>>

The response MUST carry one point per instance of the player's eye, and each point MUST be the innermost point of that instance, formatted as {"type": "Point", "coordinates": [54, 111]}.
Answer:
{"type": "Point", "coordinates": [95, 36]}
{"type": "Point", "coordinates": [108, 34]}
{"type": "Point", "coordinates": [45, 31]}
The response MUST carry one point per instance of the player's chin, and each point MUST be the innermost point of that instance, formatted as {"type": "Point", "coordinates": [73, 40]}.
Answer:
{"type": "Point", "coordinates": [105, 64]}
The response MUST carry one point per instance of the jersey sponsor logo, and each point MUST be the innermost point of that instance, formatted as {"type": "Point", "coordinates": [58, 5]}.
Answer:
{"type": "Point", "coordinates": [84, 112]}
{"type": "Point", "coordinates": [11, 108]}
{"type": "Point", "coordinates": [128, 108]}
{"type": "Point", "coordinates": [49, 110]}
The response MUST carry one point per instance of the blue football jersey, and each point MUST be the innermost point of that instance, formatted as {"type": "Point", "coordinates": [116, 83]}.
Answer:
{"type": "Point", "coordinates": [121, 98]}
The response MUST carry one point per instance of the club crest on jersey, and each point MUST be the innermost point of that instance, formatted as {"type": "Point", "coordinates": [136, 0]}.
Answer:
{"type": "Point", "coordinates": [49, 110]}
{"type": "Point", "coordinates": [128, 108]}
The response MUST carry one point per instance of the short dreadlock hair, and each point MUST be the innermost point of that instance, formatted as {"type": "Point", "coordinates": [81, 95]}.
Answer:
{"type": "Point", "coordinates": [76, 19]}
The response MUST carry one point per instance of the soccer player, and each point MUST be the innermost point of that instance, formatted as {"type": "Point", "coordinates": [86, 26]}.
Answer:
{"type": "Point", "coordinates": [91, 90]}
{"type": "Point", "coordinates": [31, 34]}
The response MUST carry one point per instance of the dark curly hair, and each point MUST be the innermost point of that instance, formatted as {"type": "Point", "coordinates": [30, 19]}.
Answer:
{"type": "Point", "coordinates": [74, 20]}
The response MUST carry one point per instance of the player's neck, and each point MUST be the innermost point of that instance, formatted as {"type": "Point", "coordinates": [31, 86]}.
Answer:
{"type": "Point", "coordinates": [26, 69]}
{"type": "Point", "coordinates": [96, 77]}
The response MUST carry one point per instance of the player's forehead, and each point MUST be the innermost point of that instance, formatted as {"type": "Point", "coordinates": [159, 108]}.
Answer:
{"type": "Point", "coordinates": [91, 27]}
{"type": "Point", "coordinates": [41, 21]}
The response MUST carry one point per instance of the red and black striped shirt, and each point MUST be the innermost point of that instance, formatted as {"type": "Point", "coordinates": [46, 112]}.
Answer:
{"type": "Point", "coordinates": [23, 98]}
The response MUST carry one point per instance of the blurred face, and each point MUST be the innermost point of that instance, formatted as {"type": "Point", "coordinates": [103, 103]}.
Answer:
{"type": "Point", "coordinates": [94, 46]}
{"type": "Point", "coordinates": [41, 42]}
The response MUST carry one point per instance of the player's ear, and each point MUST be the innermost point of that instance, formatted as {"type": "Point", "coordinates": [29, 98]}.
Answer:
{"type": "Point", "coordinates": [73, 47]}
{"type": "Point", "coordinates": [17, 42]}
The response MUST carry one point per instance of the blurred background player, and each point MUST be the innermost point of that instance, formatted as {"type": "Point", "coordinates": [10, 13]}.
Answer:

<<

### WHAT IS NEEDED
Could you write out every line of the listing from the line containing "player's ear, and" through the end of the listing, both ends included, adding -12 to each coordinate in the answers while leaving the sample coordinates in the other lines unchanged?

### SOLUTION TO THIS TASK
The response MUST carry one point per instance of the player's ear, and each point MUST be the innermost point of that instance, formatted as {"type": "Point", "coordinates": [29, 98]}.
Answer:
{"type": "Point", "coordinates": [61, 35]}
{"type": "Point", "coordinates": [5, 30]}
The response MUST carry one point per instance of the blurred background player, and each point MUST be the innermost point of that instance, formatted as {"type": "Point", "coordinates": [10, 13]}.
Answer:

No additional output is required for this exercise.